(Parts of the exercise):
a: List every type of change named under "Type of change" in the change description.
b: According to the change description, which module is the new option for?
c: Using the change description, explain how a breaking change differs from a new feature.

## Start Provided text

Support option to expose single parameter for GroupedLinear module.

Type of change

Documentation change (change only to the documentation, either a fix or a new content)
Bug fix (non-breaking change which fixes an issue)
New feature (non-breaking change which adds functionality)
Breaking change (fix or feature that would cause existing functionality to not work as expected)
Infra/Build change
Code refactoring

Changes

Support option to expose single parameter for GroupedLinear module.

## End Provided text
## Start Raw data

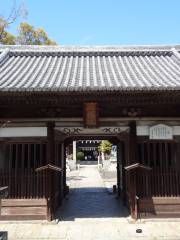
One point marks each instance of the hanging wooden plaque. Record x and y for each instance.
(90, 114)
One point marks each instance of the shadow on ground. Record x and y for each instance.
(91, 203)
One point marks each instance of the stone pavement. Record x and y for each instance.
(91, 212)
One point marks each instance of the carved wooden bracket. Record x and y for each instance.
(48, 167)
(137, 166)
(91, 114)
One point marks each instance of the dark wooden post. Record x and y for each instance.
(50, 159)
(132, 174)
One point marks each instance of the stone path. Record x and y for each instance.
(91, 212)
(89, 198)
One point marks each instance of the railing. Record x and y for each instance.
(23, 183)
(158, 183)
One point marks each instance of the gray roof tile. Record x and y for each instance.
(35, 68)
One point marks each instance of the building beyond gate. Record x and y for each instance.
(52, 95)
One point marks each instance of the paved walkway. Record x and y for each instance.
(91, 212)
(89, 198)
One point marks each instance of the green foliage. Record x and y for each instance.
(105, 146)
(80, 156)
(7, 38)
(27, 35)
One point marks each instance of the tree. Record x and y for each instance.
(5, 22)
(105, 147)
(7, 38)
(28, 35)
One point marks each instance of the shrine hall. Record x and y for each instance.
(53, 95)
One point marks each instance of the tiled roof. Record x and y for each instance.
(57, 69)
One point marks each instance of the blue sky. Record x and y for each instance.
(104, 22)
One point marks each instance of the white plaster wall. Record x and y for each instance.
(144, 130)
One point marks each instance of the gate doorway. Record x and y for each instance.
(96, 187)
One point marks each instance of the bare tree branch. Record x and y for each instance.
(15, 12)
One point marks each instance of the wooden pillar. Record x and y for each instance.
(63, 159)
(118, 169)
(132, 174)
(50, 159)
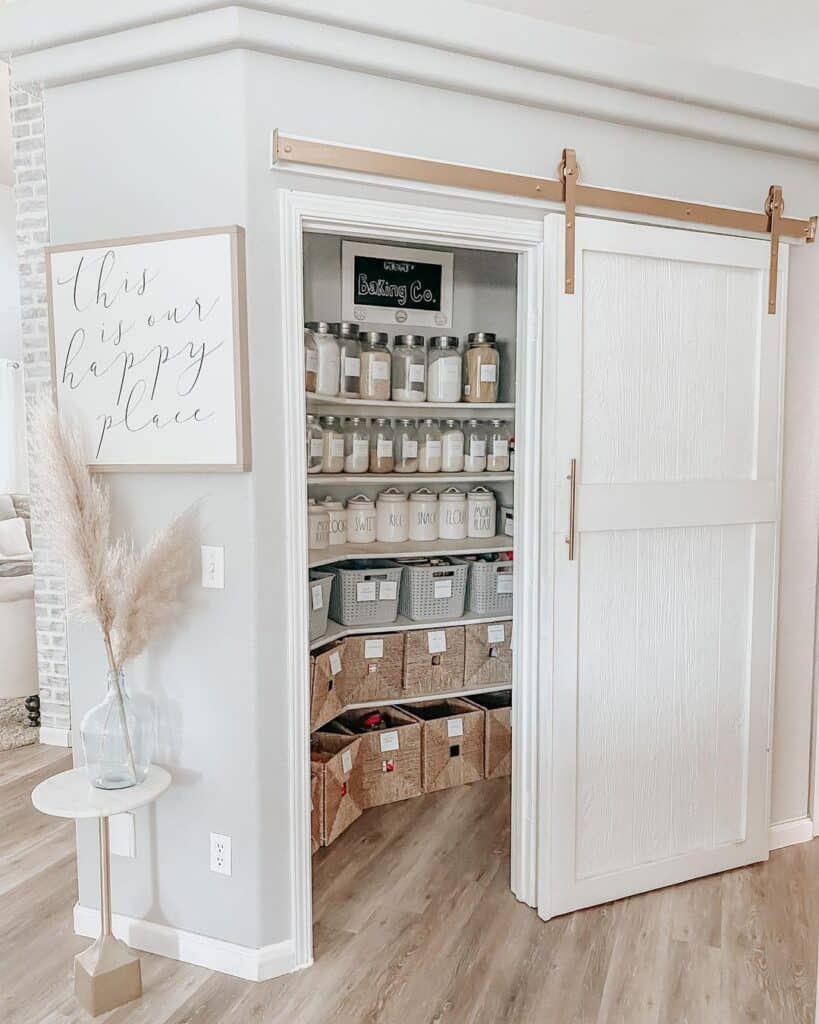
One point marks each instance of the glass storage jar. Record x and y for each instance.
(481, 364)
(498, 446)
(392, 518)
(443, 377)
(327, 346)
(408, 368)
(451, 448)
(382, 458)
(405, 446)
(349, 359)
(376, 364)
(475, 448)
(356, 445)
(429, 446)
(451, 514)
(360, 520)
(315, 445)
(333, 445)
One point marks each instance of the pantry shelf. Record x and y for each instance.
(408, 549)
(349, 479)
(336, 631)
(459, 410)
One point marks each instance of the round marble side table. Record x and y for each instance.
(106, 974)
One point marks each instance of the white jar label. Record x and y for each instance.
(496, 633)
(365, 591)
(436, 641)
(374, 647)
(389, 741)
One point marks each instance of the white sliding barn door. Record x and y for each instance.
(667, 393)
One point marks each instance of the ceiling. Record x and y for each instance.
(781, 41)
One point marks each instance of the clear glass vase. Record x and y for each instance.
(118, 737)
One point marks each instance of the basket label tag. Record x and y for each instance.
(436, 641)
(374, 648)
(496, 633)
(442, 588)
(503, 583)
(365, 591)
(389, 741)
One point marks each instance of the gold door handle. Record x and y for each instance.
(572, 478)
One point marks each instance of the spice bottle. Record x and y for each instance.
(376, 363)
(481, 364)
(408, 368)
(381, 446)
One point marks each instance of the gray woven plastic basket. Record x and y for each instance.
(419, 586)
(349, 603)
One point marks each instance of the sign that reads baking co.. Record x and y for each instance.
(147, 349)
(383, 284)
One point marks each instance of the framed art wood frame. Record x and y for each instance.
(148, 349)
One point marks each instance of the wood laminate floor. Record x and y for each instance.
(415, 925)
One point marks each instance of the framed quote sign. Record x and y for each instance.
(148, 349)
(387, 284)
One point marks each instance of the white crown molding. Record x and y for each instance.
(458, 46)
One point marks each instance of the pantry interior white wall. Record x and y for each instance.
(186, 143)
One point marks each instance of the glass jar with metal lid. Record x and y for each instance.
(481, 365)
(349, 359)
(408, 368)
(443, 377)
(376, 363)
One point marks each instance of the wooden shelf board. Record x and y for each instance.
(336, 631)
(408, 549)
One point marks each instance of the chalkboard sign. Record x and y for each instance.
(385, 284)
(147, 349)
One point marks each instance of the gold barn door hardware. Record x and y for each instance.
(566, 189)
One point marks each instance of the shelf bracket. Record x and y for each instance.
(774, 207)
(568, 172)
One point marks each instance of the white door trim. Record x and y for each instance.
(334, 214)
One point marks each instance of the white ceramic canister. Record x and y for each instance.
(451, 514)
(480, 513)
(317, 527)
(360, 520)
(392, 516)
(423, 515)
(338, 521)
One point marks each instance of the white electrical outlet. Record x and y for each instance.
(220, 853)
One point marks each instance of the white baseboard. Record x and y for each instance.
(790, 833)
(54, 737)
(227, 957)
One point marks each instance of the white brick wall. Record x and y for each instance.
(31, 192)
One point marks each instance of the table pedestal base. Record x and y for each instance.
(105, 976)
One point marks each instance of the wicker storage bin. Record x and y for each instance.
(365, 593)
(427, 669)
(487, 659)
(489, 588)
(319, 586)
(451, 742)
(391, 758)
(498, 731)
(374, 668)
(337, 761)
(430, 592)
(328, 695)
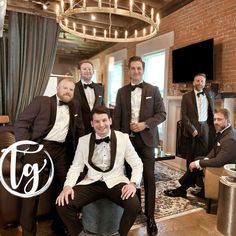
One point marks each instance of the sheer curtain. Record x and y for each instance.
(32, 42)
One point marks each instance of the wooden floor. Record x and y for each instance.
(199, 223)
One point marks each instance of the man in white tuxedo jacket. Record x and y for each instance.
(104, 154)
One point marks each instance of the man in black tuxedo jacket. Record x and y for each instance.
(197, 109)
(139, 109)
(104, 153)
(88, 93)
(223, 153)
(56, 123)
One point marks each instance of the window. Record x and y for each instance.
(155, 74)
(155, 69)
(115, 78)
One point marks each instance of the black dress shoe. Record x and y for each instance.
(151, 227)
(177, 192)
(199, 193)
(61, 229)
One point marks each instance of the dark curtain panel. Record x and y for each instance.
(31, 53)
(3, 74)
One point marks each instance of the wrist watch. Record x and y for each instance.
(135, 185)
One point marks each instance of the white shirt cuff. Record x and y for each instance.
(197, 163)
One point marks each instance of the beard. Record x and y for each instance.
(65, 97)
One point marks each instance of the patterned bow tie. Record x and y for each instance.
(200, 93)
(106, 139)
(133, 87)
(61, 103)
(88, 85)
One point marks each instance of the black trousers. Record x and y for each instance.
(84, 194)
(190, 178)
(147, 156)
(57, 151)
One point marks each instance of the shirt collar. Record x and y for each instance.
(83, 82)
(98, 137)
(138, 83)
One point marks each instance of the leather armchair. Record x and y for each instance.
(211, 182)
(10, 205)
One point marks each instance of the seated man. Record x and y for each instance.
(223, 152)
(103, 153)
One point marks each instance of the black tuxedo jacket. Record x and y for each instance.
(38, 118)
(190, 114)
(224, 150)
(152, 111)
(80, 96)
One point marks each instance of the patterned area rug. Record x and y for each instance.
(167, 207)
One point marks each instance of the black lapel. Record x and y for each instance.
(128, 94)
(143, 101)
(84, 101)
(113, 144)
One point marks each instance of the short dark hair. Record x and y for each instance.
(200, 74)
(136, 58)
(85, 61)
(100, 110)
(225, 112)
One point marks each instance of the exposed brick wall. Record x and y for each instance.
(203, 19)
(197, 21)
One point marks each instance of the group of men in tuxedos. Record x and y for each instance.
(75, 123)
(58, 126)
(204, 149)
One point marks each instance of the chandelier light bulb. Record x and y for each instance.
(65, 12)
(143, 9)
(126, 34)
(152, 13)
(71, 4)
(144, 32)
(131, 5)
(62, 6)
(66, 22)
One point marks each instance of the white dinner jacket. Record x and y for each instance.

## End Raw data
## Start Raw data

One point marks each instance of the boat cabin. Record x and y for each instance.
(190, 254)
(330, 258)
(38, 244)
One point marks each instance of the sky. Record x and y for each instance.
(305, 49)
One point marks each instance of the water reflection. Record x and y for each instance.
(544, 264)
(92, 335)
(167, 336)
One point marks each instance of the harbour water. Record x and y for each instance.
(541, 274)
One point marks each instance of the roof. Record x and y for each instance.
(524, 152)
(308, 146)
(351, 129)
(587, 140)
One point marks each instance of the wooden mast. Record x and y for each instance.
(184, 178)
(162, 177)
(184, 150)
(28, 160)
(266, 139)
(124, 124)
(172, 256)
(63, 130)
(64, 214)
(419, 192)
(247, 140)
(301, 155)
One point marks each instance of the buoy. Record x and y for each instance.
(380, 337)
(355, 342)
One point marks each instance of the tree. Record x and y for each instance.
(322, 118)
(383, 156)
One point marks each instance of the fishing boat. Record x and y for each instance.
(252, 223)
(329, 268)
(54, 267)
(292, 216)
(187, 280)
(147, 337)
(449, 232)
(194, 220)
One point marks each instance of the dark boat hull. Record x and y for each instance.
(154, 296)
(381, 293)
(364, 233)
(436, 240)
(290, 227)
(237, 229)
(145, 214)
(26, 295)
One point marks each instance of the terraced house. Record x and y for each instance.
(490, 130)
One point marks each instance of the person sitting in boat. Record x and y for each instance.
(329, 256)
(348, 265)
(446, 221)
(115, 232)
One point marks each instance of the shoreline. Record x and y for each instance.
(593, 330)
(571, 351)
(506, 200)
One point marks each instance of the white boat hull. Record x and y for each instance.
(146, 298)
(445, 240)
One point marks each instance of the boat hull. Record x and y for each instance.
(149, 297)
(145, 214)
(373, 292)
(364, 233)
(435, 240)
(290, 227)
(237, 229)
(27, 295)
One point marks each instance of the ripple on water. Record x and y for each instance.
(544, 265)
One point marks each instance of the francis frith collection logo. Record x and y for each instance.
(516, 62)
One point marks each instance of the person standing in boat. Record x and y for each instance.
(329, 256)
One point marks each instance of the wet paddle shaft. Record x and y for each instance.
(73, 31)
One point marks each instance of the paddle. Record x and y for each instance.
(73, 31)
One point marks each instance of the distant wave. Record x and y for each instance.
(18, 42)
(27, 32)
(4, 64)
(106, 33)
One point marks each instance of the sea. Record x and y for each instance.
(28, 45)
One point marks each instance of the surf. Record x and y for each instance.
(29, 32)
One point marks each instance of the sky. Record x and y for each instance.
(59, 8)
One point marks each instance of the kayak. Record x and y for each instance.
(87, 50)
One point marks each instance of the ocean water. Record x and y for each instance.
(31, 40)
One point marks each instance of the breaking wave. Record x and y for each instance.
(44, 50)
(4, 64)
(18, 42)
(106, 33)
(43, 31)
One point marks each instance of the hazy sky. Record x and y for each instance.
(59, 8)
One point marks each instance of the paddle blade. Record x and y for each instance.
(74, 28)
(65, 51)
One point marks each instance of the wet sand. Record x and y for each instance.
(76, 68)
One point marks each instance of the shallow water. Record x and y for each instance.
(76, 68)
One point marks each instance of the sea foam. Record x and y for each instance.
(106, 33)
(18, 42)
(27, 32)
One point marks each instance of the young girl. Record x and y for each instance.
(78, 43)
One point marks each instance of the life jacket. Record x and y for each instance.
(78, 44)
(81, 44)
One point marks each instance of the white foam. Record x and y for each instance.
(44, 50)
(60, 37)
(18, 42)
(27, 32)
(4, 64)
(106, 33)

## End Raw data

(Task-by-task answers):
a:
Documentation change
Bug fix
New feature
Breaking change
Infra/Build change
Code refactoring

b: The GroupedLinear module.

c: A new feature is a non-breaking change that adds functionality. A breaking change is a fix or feature that would cause existing functionality to not work as expected.